[Data records]
>>

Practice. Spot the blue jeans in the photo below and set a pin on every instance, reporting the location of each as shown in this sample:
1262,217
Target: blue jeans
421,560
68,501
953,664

<<

Problem: Rewrite the rows above, replacing "blue jeans" with "denim pants" everywhere it occurs and leaving everything else unchanged.

Answer for this exercise:
Practice. Spot the denim pants in the photo below and set a pin on every instance, reporting the location of each as shown in this sample:
1262,217
Target: denim pants
421,560
68,501
953,664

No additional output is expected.